start Extract provided
Thursday, September 10, 2009

cl-ppcre and replacing strings

So, while I am digging into the macro that is (time), here is a quick note on using cl-ppcre in replacing text in a string.

First simple example.
Let's take a string, break it into separate words with cl-ppcre:split
and return two values, the last word and everything except the last word.
This function is definitely not the most efficient or correct, but will
do for the example.


(let* ((str "John and Susan Q. Public-and-Private")
(last-name (first (last (cl-ppcre:split "\\s+" str))))
(first-name (cl-ppcre:regex-replace last-name str "")))
(values first-name last-name)


More complicated example
Assume we have already defined a variable which holds a text string of legal text which has references to law cites. I want to insert a link around the code sections, but the only actual link we want is the section number itself. We'll use the regex that we used in the last entry as our code-regex pattern.


(cl-ppcre:regex-replace-all code-regex sample-text
'("<a href=\"Laws-display?name=>" :match "\">" :match "</a>"))

"<a href=\"Laws-display?name=>Section 882(a) \">Section 882(a) </a>imposes US tax on a foreign
corporation engaged in a trade or business within the US on its income which is effectively
connected with the conduct of a trade or business inside the US.
end Extract provided
**Exercise task A:** In the cl-ppcre post, which function breaks the string into separate words?
**Exercise task B:** Reproduce the part of the cl-ppcre post starting with "Thursday, September 10, 2009" and going on through "in a string.".
start Records supplied
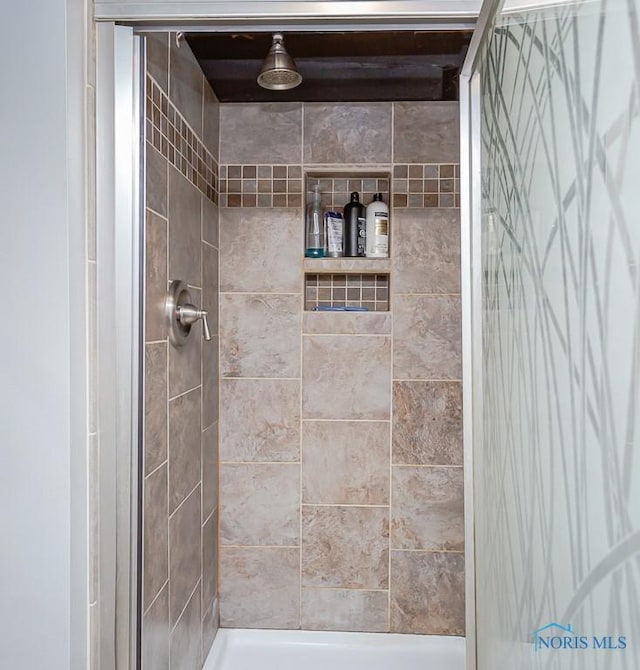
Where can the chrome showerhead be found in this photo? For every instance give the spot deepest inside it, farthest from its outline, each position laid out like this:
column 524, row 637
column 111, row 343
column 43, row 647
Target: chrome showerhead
column 279, row 71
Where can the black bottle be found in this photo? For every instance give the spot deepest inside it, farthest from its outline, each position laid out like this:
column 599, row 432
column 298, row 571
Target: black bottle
column 355, row 225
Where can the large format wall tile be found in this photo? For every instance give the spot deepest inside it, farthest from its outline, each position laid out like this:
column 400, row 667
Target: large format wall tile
column 185, row 363
column 210, row 381
column 155, row 277
column 156, row 569
column 254, row 430
column 347, row 133
column 155, row 406
column 345, row 547
column 209, row 460
column 186, row 83
column 260, row 504
column 426, row 132
column 184, row 446
column 261, row 250
column 185, row 565
column 184, row 229
column 186, row 637
column 260, row 133
column 209, row 560
column 427, row 592
column 155, row 633
column 427, row 337
column 346, row 377
column 427, row 423
column 426, row 250
column 259, row 587
column 345, row 609
column 260, row 335
column 428, row 508
column 345, row 462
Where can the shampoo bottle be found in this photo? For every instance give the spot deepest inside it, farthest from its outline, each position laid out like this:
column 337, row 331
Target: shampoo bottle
column 377, row 228
column 354, row 226
column 315, row 244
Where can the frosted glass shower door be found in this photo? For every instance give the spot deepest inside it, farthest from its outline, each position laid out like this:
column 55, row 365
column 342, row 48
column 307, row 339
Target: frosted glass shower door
column 556, row 446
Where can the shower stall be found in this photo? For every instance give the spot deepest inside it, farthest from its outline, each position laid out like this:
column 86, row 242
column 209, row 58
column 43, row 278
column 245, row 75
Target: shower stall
column 299, row 469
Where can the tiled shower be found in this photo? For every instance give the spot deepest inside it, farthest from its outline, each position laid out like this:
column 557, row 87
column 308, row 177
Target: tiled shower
column 338, row 443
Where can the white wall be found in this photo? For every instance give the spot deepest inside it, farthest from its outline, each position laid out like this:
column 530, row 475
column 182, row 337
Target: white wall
column 42, row 358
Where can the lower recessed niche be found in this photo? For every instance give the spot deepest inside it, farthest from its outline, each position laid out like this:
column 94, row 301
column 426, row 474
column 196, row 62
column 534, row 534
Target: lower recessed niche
column 370, row 291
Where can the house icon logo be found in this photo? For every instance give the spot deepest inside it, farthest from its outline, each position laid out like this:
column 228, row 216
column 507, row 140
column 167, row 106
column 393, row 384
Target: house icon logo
column 555, row 630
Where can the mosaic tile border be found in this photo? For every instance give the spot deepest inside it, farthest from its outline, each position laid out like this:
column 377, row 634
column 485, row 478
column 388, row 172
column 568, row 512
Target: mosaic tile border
column 414, row 185
column 347, row 290
column 169, row 133
column 426, row 185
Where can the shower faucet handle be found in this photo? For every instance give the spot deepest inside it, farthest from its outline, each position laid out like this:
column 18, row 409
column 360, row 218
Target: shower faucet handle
column 181, row 314
column 188, row 314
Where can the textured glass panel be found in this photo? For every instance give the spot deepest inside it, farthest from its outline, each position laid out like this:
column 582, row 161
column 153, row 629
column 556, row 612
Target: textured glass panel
column 558, row 480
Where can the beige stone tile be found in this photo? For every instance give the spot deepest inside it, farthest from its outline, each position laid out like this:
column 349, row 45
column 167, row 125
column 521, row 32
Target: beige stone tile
column 427, row 337
column 155, row 406
column 427, row 423
column 426, row 250
column 345, row 609
column 210, row 222
column 185, row 567
column 347, row 323
column 185, row 362
column 259, row 587
column 158, row 58
column 345, row 547
column 426, row 132
column 261, row 250
column 260, row 335
column 186, row 638
column 184, row 229
column 210, row 286
column 427, row 593
column 260, row 133
column 259, row 420
column 211, row 121
column 346, row 377
column 210, row 381
column 184, row 446
column 155, row 277
column 157, row 174
column 155, row 634
column 428, row 508
column 210, row 618
column 209, row 560
column 185, row 83
column 209, row 460
column 347, row 132
column 260, row 504
column 345, row 462
column 155, row 534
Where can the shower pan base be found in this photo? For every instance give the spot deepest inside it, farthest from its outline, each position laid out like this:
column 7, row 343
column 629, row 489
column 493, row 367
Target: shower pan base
column 237, row 649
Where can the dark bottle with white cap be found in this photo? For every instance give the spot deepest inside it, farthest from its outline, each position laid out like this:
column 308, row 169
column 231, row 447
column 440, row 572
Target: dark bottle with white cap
column 354, row 226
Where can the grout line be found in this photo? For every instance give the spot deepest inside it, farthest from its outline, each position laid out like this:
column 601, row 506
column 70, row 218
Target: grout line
column 184, row 500
column 195, row 588
column 179, row 395
column 149, row 474
column 156, row 596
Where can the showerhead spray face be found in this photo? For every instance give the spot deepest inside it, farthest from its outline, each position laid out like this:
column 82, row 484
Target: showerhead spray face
column 279, row 71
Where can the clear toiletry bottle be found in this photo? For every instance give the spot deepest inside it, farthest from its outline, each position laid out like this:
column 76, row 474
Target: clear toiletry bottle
column 377, row 228
column 316, row 236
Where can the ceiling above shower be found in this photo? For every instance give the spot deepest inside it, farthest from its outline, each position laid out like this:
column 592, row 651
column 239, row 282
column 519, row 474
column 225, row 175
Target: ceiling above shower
column 337, row 67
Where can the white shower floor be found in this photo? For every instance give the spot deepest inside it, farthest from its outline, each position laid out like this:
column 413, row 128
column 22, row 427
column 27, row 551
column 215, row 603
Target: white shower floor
column 236, row 649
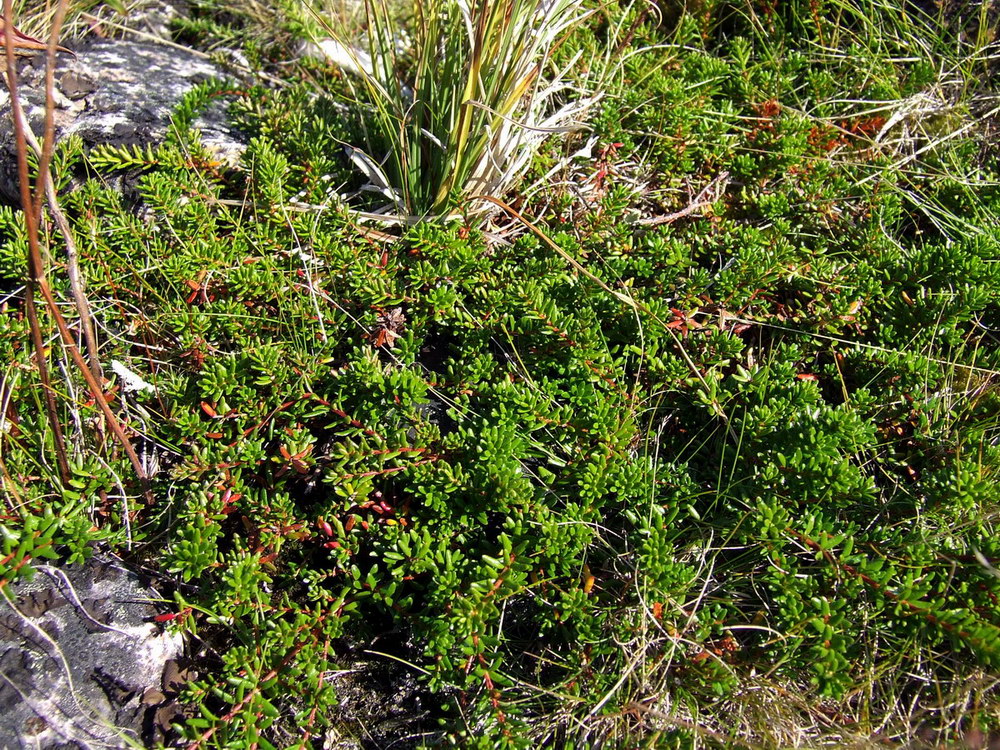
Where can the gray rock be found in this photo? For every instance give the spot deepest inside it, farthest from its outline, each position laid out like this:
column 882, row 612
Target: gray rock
column 82, row 662
column 117, row 92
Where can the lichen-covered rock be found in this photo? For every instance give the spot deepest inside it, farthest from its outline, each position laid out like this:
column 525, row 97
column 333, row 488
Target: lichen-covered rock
column 116, row 92
column 82, row 661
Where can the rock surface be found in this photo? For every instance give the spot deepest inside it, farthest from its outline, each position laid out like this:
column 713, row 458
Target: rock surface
column 117, row 92
column 82, row 662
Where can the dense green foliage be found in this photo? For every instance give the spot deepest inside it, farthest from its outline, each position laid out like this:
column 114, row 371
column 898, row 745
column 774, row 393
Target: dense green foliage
column 590, row 520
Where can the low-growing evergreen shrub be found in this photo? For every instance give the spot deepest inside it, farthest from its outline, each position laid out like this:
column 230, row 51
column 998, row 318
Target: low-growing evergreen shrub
column 582, row 521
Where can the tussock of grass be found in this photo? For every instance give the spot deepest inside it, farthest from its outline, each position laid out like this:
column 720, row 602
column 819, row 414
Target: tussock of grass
column 695, row 468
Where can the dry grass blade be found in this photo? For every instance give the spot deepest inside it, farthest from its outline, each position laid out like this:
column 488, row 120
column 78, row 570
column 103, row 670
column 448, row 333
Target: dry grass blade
column 461, row 111
column 31, row 201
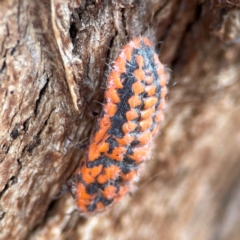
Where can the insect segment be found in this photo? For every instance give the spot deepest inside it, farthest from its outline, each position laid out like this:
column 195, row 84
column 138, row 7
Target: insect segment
column 122, row 138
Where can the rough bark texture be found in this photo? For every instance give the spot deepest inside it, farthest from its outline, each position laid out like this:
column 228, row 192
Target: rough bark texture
column 54, row 57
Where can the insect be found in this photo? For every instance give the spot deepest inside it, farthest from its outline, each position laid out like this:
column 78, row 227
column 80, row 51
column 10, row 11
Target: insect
column 122, row 138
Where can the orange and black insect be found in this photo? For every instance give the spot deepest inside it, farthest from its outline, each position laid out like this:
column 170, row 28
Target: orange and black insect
column 122, row 138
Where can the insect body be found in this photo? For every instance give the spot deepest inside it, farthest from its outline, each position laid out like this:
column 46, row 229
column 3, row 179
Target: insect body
column 122, row 138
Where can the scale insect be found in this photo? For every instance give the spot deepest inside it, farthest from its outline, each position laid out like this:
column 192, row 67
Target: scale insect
column 123, row 136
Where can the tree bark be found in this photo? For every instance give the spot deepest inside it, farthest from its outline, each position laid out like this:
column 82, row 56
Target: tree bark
column 54, row 61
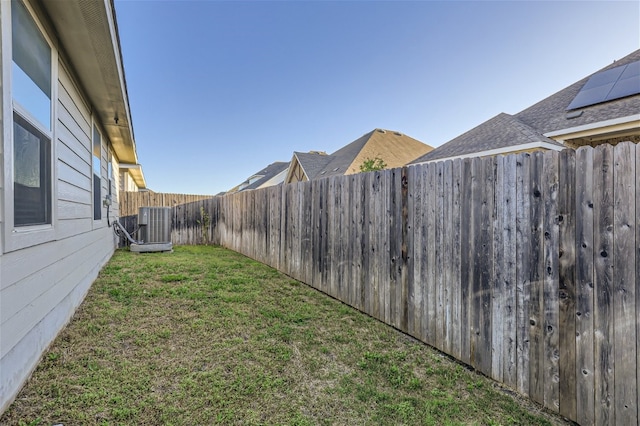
end Records supplied
**Worked solution A:** cl-ppcre:split

**Worked solution B:**
Thursday, September 10, 2009

cl-ppcre and replacing strings

So, while I am digging into the macro that is (time), here is a quick note on using cl-ppcre in replacing text in a string.